[BEGIN INPUT FOR THIS TASK]

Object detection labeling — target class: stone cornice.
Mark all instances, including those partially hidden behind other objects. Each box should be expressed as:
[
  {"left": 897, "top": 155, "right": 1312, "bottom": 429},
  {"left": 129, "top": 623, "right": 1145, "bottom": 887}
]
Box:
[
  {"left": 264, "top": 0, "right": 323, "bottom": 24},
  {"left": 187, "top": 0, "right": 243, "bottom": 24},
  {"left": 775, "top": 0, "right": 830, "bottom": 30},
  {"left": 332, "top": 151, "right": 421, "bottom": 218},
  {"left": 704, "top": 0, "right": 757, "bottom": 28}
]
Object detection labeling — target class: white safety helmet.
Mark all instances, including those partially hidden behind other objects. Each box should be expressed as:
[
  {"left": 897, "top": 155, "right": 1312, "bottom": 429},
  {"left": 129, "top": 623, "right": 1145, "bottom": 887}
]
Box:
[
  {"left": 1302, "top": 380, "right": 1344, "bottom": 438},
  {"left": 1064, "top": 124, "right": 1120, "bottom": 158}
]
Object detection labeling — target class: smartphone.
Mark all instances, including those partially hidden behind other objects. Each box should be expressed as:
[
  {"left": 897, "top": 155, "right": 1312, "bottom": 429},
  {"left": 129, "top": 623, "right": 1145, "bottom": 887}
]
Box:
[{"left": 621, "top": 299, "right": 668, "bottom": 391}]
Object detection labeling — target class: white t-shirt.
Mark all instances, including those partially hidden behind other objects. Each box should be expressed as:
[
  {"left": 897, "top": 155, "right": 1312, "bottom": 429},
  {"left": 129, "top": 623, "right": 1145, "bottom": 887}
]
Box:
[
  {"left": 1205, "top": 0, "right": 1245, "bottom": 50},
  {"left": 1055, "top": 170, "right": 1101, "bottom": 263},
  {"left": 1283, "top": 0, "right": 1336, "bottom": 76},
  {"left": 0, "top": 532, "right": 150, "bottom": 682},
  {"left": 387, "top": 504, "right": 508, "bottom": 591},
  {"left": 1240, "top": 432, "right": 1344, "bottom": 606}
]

[END INPUT FOR THIS TASK]

[EXERCISE DETAILS]: Reproduce all of the data above, substituting "partly obscured" for each occurrence of "partially hidden" and keeping everything else unchanged.

[RESULT]:
Object detection labeling — target class: stone cornice.
Mark all instances, including those partly obscured behind other objects. Each box should be expressed as:
[
  {"left": 897, "top": 155, "right": 1312, "bottom": 429},
  {"left": 129, "top": 623, "right": 1145, "bottom": 887}
]
Box:
[
  {"left": 264, "top": 0, "right": 323, "bottom": 24},
  {"left": 187, "top": 0, "right": 243, "bottom": 24},
  {"left": 775, "top": 0, "right": 830, "bottom": 30},
  {"left": 332, "top": 151, "right": 421, "bottom": 218},
  {"left": 704, "top": 0, "right": 757, "bottom": 28}
]
Object detection labeling — target class: white safety helmet.
Mark all instances, including those partly obscured behind other objects. Each box should be expressed as:
[
  {"left": 897, "top": 155, "right": 1312, "bottom": 429},
  {"left": 129, "top": 623, "right": 1145, "bottom": 887}
]
Box:
[
  {"left": 1302, "top": 380, "right": 1344, "bottom": 438},
  {"left": 1064, "top": 124, "right": 1120, "bottom": 158}
]
Object detection labeling — target class: smartphone.
Mark all instances, including those partly obscured behind other objects. Each box should be expressed as:
[
  {"left": 897, "top": 155, "right": 1312, "bottom": 429},
  {"left": 129, "top": 623, "right": 1145, "bottom": 887}
]
Box:
[{"left": 621, "top": 299, "right": 668, "bottom": 391}]
Object detection labeling — target class: white t-shirt.
Mark all instances, including those partly obscured behind other objects. Each box should be expressed as:
[
  {"left": 897, "top": 155, "right": 1312, "bottom": 429},
  {"left": 129, "top": 623, "right": 1145, "bottom": 887}
]
Box:
[
  {"left": 1205, "top": 0, "right": 1245, "bottom": 50},
  {"left": 1055, "top": 170, "right": 1101, "bottom": 263},
  {"left": 1283, "top": 0, "right": 1336, "bottom": 76},
  {"left": 0, "top": 532, "right": 150, "bottom": 682},
  {"left": 387, "top": 504, "right": 508, "bottom": 591},
  {"left": 1240, "top": 432, "right": 1344, "bottom": 606}
]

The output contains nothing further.